(EXERCICE PROPOSÉ 1):
Relevez, dans le texte sur la moralisation de la société, tous les lieux où, selon l'auteur, les immondices jonchent le sol.

(TEXTE PROPOSÉ):
La moralisation de la société
La moralisation de la politique et de l’économie étant au centre des préoccupations des plus hautes autorités du pays, il en résultera nécessairement un modèle économique original, adapté à la réalité du pays, et dont l’objet est une meilleure répartition des richesses pour plus de justice sociale. Ce sont là les fondements de l’Algérie nouvelle, du vivre ensemble.
Car les biens communs ne doivent pas servir des intérêts particuliers mais le bien collectif. Cependant la moralisation ne saurait se limiter uniquement au politique et à l’économique. Le social doit également être de la partie. En d’autres termes, il s’agira également de moraliser la société civile, car la citoyenneté n’implique pas seulement des droits mais aussi (surtout, devrions-nous dire) des devoirs.
Par exemple la création de l’allocation chômage pour les personnes sans emplois est à saluer, toutefois il ne faudrait pas que ceux-ci se complaisent dans l’assistanat. C’est pourquoi cette allocation devrait être assortie de conditions : soit une formation au choix mais obligatoire (au bout d’un certain d’inactivité ?) ou des “travaux d’utilité publique” dans d’autres wilayas afin de faire voyager nos jeunes et qu’ils découvrent d’autres régions du pays.
Quant aux immondices jonchant les trottoirs des villes, les plages et les forêts, ce spectacle consternant renvoie l’image d’un peuple malpropre et peu éduqué. Il serait grand temps que notre pays, qui se projette puissance de premier plan, lance une campagne massive de sensibilisation sur cette tare de la société et que nos autorités envisagent peut-être de verbaliser lourdement les contrevenants, comme cela se fait dans les pays avancés.
En effet, ce comportement, très peu islamique pour une nation se disant musulmane (nadhafa min el iman), nuit à la liberté d’autrui, cet autre, ce voisin, ce passant qui souhaite vivre et évoluer dans un environnement propre ; cela aussi est un droit, son droit. Sans doute aussi devrait-on porter toute la considération à ces travailleurs de la propreté, dont le métier doit être tenu en haute estime.

(DONNÉES FOURNIES):

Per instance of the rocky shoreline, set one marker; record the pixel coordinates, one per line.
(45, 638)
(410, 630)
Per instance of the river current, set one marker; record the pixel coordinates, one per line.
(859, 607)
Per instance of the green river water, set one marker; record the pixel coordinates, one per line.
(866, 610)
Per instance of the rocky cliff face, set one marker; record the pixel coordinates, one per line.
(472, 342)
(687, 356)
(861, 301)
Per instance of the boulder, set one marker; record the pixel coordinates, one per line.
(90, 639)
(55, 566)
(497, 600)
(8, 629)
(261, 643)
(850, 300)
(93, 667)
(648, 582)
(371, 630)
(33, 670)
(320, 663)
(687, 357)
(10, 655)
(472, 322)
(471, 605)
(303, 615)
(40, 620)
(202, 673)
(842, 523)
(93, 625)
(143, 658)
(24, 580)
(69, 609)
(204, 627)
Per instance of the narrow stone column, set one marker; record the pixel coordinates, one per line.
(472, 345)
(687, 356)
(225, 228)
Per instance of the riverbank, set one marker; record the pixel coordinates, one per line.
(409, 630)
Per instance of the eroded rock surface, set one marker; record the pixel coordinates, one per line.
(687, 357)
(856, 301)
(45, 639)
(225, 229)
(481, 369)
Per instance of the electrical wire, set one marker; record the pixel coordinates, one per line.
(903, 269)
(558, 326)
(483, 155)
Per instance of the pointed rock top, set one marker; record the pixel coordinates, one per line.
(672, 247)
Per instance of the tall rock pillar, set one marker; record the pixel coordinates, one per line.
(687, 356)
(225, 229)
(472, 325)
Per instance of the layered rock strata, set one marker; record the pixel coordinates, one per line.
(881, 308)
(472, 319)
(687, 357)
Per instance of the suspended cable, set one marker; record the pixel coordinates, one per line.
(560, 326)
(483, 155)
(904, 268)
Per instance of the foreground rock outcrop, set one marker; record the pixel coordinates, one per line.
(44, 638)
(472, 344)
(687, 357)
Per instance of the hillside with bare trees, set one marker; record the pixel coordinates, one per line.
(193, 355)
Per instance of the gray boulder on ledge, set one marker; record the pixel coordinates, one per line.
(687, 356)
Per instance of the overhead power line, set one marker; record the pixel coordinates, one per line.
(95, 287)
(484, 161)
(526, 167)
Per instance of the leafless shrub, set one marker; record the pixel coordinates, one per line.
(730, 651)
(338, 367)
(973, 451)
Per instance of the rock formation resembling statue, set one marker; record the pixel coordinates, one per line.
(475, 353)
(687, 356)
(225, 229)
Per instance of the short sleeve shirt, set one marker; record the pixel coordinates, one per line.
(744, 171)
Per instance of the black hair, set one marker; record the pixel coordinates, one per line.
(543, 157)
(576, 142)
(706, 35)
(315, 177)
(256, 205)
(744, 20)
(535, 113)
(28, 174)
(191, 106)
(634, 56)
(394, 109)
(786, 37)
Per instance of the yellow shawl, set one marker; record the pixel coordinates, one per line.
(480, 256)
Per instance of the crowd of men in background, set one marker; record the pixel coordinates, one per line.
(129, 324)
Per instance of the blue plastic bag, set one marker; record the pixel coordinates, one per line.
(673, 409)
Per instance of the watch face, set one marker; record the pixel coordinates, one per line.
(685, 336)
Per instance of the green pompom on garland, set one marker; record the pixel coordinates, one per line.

(EXERCICE PROPOSÉ 2):
Recopiez sans aucune modification les enregistrements, depuis la ligne contenant « Per instance of the blue » jusqu'à la fin des enregistrements.

(CORRIGÉ 1):
- les trottoirs des villes
- les plages
- les forêts

(CORRIGÉ 2):
Per instance of the blue plastic bag, set one marker; record the pixel coordinates, one per line.
(673, 409)
Per instance of the watch face, set one marker; record the pixel coordinates, one per line.
(685, 336)
Per instance of the green pompom on garland, set one marker; record the pixel coordinates, one per line.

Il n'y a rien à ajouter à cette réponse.